*ЗАДАНИЕ*: Напишите продолжение текста о Петре Буинцеве и «лагерной» японке Ёсико и начните сразу после последнего предложения этого текста.

Вспоминая историю Григорий Смекалов
"СИНЯЯ ПТИЦА" С БЕЛЫМИ ПЯТНАМИ
История есть история, в ней есть приятные и неприятные эпизоды, но историю надо принимать такой, какая она есть – история рассказывает о том, что было…
Ёсико никогда не рассказывала о пребывании в тюрьме и своей лагерной жизни... Но журналистке Елене Чекулаевой удалось разыскать людей, помнящих "лагерную" японку. Удача состояла в том, что реабилитированный Петр Буинцев был не посторонним для Ёсико...
...Дело на Петра Буинцева было заведено органами НКВД в 1937 году. Из-за пререканий с преподавателем студента художественного училища Буинцева лишили стипендии. Вместо того чтобы смолчать, он пошел к директору училища и выпалил: «Что же такое происходит?! Это что, времена Александра Третьего вернулись?! Закон о кухаркиных детях опять подняли?!»
После чего уже не студента Буинцева, а "врага народа" увезли на допрос. Спустя положенный срок погрузили с многочисленными заключенными в «телячьи» вагоны и отправили в Котлас (Архангельская область). В первом лагере — Котласе — заключенные жили на плавучих баржах, работали на вырубке и сплаве леса. Буинцев попал в среду уголовников. Те сразу распознали в Петре чужака-интеллигента.

*ПРЕДОСТАВЛЕННЫЙ МАТЕРИАЛ*:
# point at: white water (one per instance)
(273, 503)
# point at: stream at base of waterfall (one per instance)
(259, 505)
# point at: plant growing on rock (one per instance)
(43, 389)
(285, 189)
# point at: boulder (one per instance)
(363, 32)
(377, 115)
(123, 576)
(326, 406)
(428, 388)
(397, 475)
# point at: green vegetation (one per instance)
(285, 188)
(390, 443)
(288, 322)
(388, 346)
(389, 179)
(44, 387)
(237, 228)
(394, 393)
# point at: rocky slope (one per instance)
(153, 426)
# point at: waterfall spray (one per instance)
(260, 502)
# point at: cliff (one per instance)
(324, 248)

*ОТВЕТ*:
Спасла Петра от неминуемой гибели на лесоповале его начитанность (очередной плюс книголюбам - Г.С.) Из рассказов журналистке:
— Пересказывал Конан-Дойла, Майн Рида, Жюля Верна и даже Вольтера, «Философские письма». Да-да, и Шиллера, и Гете, но... на блатном языке. Иначе они не поняли бы. Слава богу, недолго я «тискал романы». Меня перевели в Вятлаг в 39-м. Там я и встретился с Ёсико... Прибыл этап с женщинами. Все, конечно, бросились к проволочному ограждению. Я перелез первым и увидел японку. Ее отвели в каптерку, переодели в ватник, на котором сохранились пятна крови убитого солдата, дыры от пуль, выдали уродливую шапку. Я смотрел на нее и говорил ребятам: «Смотрите, жемчужина в навоз попала!» Она будто вся светилась. Даже лагерная одежда не могла скрыть ее красоту.
Интересен факт, что на вопрос журналистки о возрасте Ёсико Петр не задумываясь ответил лет 20. На самом деле Окада было в ту пору 39 лет. И это в жутких лагерных условиях... Есть чему поучиться у японских женщин.
Определили ее в мою бригаду - продолжал Петр — лес рубить и сучья жечь. С рубкой у нее, конечно, ничего не получалось. Я делал это за нее. По-русски она немного понимала, но говорить не могла. Знала, правда, одно слово «штидно», что означало «стыдно». Да мне самому было стыдно за все происходящее. Ведь этот кошмар происходил в моей стране. А чего стыдилась Ёсико?! На Лубянке она, конечно, многое поняла, и закалка у нее чувствовалась крепкая.
Конвой женской зоны на улицах Александровск-Сахалинского 40-е годы
В этом гнилом болотистом аду Петр Буинцев впервые почувствовал себя счастливым. Он влюбился.
— Окада редко вспоминала Японию. Единственное, о чем она рассказывала несколько раз, так это об удивительном рассвете, а здесь, в лагере, за деревьями и высоким забором она не могла увидеть восходящего солнца.
Тогда Петр решился на отчаянный поступок. Он сказал Окаде, что поздно ночью ждет ее у входа в лазарет. «Только надо быть очень осторожной», — предупредил он. Никем не замеченные, они пробрались на чердак. И около часа сидели в полной темноте, затаив дыхание, и вот бледный рассвет высветил верхушки елей. Окада не могла оторвать глаз. В этот момент они забыли о лагере, о многочисленных автоматчиках на вышках.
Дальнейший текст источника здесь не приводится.